Word for word, set down the entries that follow.

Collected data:
※

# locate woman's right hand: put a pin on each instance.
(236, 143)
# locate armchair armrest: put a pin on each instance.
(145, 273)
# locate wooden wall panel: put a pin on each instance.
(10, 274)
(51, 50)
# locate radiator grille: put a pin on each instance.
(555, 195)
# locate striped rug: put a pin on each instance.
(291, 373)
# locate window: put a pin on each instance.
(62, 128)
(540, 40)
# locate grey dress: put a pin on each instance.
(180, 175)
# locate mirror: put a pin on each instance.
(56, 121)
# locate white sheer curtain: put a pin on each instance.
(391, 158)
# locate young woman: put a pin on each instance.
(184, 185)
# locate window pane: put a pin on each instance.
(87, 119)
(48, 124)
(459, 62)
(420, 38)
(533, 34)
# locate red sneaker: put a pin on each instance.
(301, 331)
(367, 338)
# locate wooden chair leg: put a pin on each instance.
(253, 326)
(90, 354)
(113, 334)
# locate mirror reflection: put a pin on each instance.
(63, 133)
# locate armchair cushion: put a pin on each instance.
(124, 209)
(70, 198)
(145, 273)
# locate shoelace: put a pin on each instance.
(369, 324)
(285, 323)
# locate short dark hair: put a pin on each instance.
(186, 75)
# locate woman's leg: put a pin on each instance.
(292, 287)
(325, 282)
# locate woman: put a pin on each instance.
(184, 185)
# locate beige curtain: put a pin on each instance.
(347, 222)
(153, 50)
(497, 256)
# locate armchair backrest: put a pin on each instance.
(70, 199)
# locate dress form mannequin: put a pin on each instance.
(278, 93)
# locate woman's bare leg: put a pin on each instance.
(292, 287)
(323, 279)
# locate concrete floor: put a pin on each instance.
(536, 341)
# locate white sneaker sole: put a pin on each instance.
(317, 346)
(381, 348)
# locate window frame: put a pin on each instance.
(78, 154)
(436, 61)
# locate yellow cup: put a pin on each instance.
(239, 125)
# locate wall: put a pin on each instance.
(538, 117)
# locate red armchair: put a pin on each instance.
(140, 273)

※

▶ **Task response**
# locate woman's right hand: put a pin on each instance.
(236, 143)
# locate armchair armrest: put a pin on each instance.
(145, 273)
# locate wooden wall panel: put a pin on each instance.
(10, 274)
(51, 50)
# locate radiator grille: put a pin on each instance.
(555, 195)
# locate striped rug: put a pin on each instance.
(291, 373)
# locate window: put a pin on each instance.
(62, 128)
(540, 40)
# locate grey dress: put a pin on each instance.
(180, 175)
# locate mirror: put a pin on each instance.
(56, 121)
# locate white sheer curtain: put a pin on each instance.
(391, 158)
# locate young woman: put a pin on each instance.
(184, 185)
# locate window pane: put a pin on each instance.
(87, 119)
(48, 124)
(459, 62)
(420, 38)
(533, 34)
# locate red sneaker: put a pin on each instance.
(301, 331)
(367, 338)
# locate wooden chair leg: put a pin on each instance.
(253, 326)
(90, 354)
(113, 334)
# locate mirror reflection: put a pin on each instance.
(63, 133)
# locate armchair cushion: put a pin on each instance.
(124, 209)
(70, 198)
(145, 273)
# locate shoelace: put a pin on each instance.
(369, 324)
(285, 323)
# locate short dark hair: put a pin on each instance.
(186, 75)
# locate woman's leg: put a pin on each instance.
(292, 287)
(325, 282)
# locate woman: put a pin on each instance.
(184, 185)
# locate beige curtain: put a pin on each instance.
(347, 222)
(153, 50)
(497, 256)
# locate armchair backrest: put a pin on each instance.
(70, 199)
# locate dress form mannequin: put a pin on each instance.
(278, 93)
# locate woman's bare leg: put a pin on each instance.
(292, 287)
(323, 279)
# locate concrete floor: put a pin on each instance.
(536, 341)
# locate white sneaker sole: put a pin on each instance.
(317, 346)
(381, 348)
# locate window frame: put a pin on each instance.
(78, 154)
(436, 61)
# locate yellow cup: put a pin on each instance.
(239, 125)
# locate wall: put a pin on each instance.
(538, 117)
# locate red armchair: put a pin on each instance.
(140, 273)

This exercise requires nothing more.